• Task data:
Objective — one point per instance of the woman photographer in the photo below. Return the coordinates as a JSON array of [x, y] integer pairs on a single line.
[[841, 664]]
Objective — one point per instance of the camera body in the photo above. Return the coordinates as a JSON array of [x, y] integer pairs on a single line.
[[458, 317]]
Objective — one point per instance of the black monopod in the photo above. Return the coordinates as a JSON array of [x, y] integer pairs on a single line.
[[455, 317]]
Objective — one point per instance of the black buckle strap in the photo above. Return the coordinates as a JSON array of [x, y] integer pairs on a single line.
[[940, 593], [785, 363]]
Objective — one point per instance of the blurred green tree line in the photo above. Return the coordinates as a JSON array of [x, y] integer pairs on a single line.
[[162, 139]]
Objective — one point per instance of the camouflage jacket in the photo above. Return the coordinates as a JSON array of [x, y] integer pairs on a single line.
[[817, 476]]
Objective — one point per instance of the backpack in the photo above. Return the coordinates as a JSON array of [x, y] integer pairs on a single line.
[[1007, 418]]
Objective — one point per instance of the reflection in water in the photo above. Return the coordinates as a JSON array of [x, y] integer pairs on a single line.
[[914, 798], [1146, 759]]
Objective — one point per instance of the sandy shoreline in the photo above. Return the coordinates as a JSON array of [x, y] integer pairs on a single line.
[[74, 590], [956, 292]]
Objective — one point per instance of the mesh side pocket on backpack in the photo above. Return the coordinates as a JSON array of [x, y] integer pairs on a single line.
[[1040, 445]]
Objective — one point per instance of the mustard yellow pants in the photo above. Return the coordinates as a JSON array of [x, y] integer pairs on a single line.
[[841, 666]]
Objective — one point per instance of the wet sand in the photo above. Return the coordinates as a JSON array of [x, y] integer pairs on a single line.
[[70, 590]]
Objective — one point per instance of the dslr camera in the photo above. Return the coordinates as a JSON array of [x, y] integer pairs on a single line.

• Work to be completed: Return the whole listing exactly, with every line included.

• Solution to this exercise:
Objective — one point per instance of the woman photographer in the photo below. Return the coordinates as a JSON array of [x, y] integer pairs on a single line.
[[841, 664]]
Objective — one point per instance of the camera body in the photo above. Return the coordinates as a JSON array of [x, y] integer pairs on a single line.
[[458, 317]]
Objective — one point per instance of the black monopod in the photo above. Return the coordinates as a JSON array of [x, y] integer pairs on a single line.
[[455, 317]]
Objective — one point per instance of the black buckle strap in the photo above. Return the coordinates as a JSON array of [x, y] integer pairs on a single line.
[[940, 593], [785, 363]]
Objective — one point per instance of the blurred green tree line in the photo above. Return the coordinates as a JSON array of [x, y] integer pairs on a single line.
[[162, 139]]
Objective — one point per instance of the camouflage jacket in the photo above. Return the coordinates as a JSON array of [x, y] integer pairs on a single line.
[[817, 476]]
Objective — one point per instance of the backpack in the photo above. Return the coordinates as a JSON array of [x, y] integer pairs on a single line.
[[1007, 418]]
Objective — one point per instance of the reflection in water in the photo above. Return the coordinates as a JSON array of [x, y] integer pairs on a single line.
[[914, 798], [1146, 759]]
Objective — one point per instance of the sandy shoreline in the photo above. Return the coordinates as a JSON array of [x, y] integer pairs on a single line.
[[74, 590], [956, 292]]
Objective — one point per instance of the mesh side pocket on backpack in the photo above. Return the coordinates as a JSON array of [x, y] integer pairs on a single line.
[[1040, 445]]
Objective — one point per instance of the mustard yellow pants in the photo above. Return the coordinates as a JSON array of [x, y] integer pairs on a single line.
[[841, 666]]
Objective — one point per instance of the wet sand in the photo above. Return the coordinates as a JSON array of [x, y] integer pairs on a single line.
[[70, 590]]
Objective — one point per instance of the dslr camera in the photo above. Return the coordinates as a JSON array of [x, y] integer pairs on a single line.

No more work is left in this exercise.